TASK PROMPT -
Transcribe the records below exactly as they appear.

Referring expression pointing data

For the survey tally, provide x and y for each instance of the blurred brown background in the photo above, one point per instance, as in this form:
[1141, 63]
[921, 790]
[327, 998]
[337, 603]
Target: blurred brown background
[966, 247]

FINAL ANSWER -
For the survey tally, provide x and y for each instance of the blurred brown background in the photo above, one point per instance, as in this form:
[1141, 63]
[921, 790]
[327, 998]
[337, 603]
Target: blurred brown background
[966, 247]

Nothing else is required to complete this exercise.